GIVEN PASSAGE:
4. Confidentiality (optional)
Protection of confidential information beyond basic security controls. While Security covers access controls for all data, Confidentiality addresses how you handle information specifically designated as confidential—trade secrets, proprietary algorithms, sensitive data like customer business information that goes beyond standard PII.
Confidentiality includes data classification schemes (how you label and track confidential data), NDAs and contractual commitments, encryption standards beyond baseline security, and access restrictions that limit confidential data to specific roles or individuals.
5. Privacy (optional)
Personal information collection, use, retention, and disclosure practices. Privacy aligns with regulations like GDPR, CCPA, and other data protection frameworks. It covers:
- Privacy notices (how you inform users about data practices)
- Consent management (obtaining and tracking permissions)
- Data subject rights (access, deletion, portability)
- Retention policies (how long you keep personal data and when you delete it)
Include Privacy if you're handling European customer data (GDPR requirements), California consumer data (CCPA), or if customers specifically require privacy attestation as part of their vendor risk management.
Why SOC 2 compliance matters for B2B SaaS companies
I've watched deals die because of missing SOC 2 reports. Not because the company wasn't secure, but because they couldn't prove it to procurement teams who won't engage without third-party validation.
SOC 2 attestation isn't just a nice-to-have for enterprise sales. It's the difference between getting meetings with Fortune 500 buyers and getting filtered out before your first conversation.
Opens enterprise revenue opportunities
SOC 2 attestation removes a critical sales objection. Enterprise procurement teams use it as a filter; no SOC 2 often means no conversation. For B2B SaaS companies, this directly impacts revenue:
- Often a mandatory procurement checkbox for Fortune 500 buyers
- Accelerates sales cycles by eliminating security review delays
- Required for partnerships with security-conscious organizations
Demonstrates security maturity
Third-party validation matters. SOC 2 attestation proves you're not running "security theater"—you have documented controls that an independent CPA firm has verified. This builds customer trust in ways self-attestation cannot.
Provides a competitive advantage
In crowded markets, SOC 2 attestation differentiates you from competitors who lack validation. I've seen companies close deals specifically because they had SOC 2 and their competitor didn't, even when the competitor's actual security was comparable. The attestation signals maturity and investment in security that resonates with enterprise buyers.
Forces good security hygiene
The audit process formalizes security policies, establishes baseline controls across your stack, and creates accountability. Even if enterprise sales weren't a driver, SOC 2 pushes companies toward better security practices.

MATERIAL SUPPLIED:
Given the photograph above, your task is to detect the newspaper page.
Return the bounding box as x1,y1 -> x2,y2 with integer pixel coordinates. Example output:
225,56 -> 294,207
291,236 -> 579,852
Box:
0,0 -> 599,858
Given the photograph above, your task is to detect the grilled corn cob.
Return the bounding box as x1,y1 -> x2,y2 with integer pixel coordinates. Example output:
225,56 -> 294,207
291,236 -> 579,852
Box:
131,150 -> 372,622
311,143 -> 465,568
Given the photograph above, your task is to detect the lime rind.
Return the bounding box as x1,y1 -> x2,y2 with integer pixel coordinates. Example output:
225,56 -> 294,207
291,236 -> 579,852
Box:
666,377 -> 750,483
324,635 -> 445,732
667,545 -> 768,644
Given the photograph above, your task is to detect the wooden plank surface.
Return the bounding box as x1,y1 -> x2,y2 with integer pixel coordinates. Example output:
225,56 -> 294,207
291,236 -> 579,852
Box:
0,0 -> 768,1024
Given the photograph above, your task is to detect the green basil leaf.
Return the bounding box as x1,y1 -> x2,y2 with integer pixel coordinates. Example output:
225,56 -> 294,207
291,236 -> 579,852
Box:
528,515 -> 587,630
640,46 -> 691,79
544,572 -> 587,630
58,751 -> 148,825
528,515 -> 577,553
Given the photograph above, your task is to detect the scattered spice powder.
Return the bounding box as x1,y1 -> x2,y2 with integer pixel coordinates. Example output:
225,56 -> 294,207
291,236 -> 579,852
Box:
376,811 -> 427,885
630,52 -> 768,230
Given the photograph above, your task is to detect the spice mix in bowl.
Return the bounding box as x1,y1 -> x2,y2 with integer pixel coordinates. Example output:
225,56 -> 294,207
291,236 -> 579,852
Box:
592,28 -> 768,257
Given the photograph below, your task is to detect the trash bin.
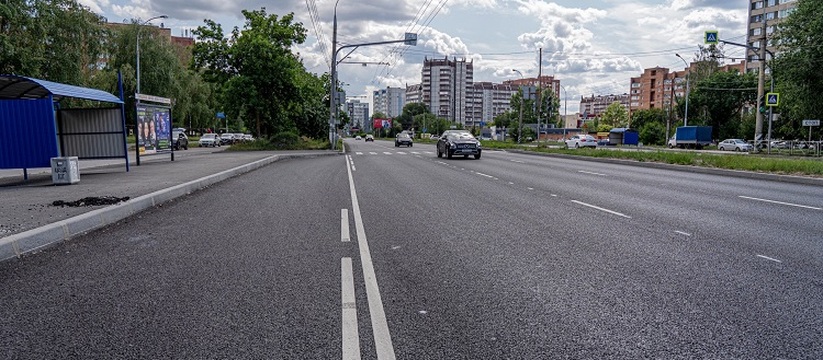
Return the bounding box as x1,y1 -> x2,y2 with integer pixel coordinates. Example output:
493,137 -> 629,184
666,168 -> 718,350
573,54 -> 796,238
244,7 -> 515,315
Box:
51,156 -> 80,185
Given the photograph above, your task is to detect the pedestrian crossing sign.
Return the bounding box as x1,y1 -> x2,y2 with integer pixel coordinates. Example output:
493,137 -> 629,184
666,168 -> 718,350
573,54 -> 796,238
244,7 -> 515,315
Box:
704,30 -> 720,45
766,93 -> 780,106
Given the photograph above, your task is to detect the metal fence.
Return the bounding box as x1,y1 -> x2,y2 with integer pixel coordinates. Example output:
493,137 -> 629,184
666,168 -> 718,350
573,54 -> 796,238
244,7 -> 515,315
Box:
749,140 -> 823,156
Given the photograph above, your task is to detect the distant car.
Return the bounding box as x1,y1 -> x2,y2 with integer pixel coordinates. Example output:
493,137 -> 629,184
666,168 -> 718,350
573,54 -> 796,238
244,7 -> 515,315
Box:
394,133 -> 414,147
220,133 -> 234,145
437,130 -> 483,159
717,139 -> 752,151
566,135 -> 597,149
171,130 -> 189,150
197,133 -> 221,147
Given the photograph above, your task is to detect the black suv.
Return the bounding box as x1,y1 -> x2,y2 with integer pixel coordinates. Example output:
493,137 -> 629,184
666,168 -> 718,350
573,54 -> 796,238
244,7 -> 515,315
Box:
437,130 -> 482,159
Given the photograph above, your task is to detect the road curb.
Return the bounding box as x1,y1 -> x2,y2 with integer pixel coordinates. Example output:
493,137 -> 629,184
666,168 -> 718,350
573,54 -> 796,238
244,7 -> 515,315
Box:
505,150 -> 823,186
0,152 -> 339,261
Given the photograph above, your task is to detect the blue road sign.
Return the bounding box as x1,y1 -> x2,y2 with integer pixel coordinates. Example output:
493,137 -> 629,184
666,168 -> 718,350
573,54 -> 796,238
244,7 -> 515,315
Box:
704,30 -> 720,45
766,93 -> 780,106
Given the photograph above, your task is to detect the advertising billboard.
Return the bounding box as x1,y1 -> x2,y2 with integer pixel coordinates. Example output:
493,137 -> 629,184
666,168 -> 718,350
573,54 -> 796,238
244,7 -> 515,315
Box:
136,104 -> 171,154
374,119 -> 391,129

CHALLENGE 1: In the listing, give everything from the line containing "Given the photograph above, your task is to detect the wooden" down to the line containing "51,156 -> 80,185" again, both lines included, swapping "photograph" for "image" and changing nothing else. Return only those lines, and leave out the pictures.
CHALLENGE 2: Finish out the next part of the text on SOC 2 compliance, picking up after its last sentence.

ANSWER 1:
Given the image above, your task is to detect the wooden plank surface.
Return the bounding box as x1,y1 -> x2,y2 with integer pixel coordinates. Example output:
225,56 -> 294,207
291,236 -> 579,852
Box:
0,0 -> 768,1024
Given the image above, your task is to detect the green basil leaf.
Return the bounding box as x1,y1 -> x2,y2 with integer pixel coordinates. Example output:
225,56 -> 294,207
291,236 -> 579,852
Box:
528,515 -> 587,630
640,46 -> 691,79
544,572 -> 587,630
58,751 -> 148,825
528,515 -> 577,553
Given the image above, your task is to detect the scattered spice powder.
Return the bounding box as x1,y1 -> x2,y2 with integer pixel coordinates. Example output:
225,56 -> 294,207
291,236 -> 579,852
Box:
376,811 -> 427,885
630,52 -> 768,230
Given the image above, your task is to detect the spice mix in bowl.
Return the bounding box as x1,y1 -> x2,y2 with integer pixel coordinates. Example output:
225,56 -> 294,207
291,236 -> 579,852
Box:
592,28 -> 768,257
Given the image below, your task is to detect the trash bin.
Return the bounding box as x1,y1 -> x2,y2 with integer pixel coordinates. Example output:
493,137 -> 629,184
666,168 -> 718,350
573,54 -> 796,238
244,7 -> 515,315
Box:
51,156 -> 80,185

ANSWER 2:
But here's what most articles won't tell you: SOC 2 alone isn't a complete security program. It's one framework focused primarily on compliance requirements. Real security requires covering all five security pillars: compliance, cloud security, application security, device management, and third-party risk.
The step-by-step guide to achieving SOC 2 compliance
I've guided dozens of companies through their first SOC 2 audit. The ones who succeed share common patterns: They prepare thoroughly, scope strategically, establish strong internal controls, and build for continuous compliance from day one—not just for passing a one-time audit.
The companies that struggle? They treat SOC 2 as a checkbox exercise, rush through preparation, and optimize for the audit rather than for actual security. They pass, then scramble again 12 months later because nothing was built to last.

Here's the playbook that actually works:
Prep: Gather your documentation and ensure audit readiness
Before engaging an auditor, you need foundational security infrastructure and documentation in place. Trying to implement controls during the audit creates delays, increases costs, and often results in findings that block attestation.
1. Define your audit scope
Determine which Trust Service Criteria apply
Start with Security (mandatory) for Type I. Add Availability, Processing Integrity, Confidentiality, or Privacy based on customer requirements and what's relevant to your service.
Be strategic here. Each additional criterion increases audit complexity and cost. Only include criteria that customers actually require or that provide competitive advantage.
Map in-scope systems and data
Define exactly what's being audited:
- Which applications and infrastructure components?
- Where does customer data live and flow?
- What's explicitly out of scope?
Scoping too broadly on your first audit increases complexity, cost, and timeline. Start narrow (core production systems, Security only), then expand as needed.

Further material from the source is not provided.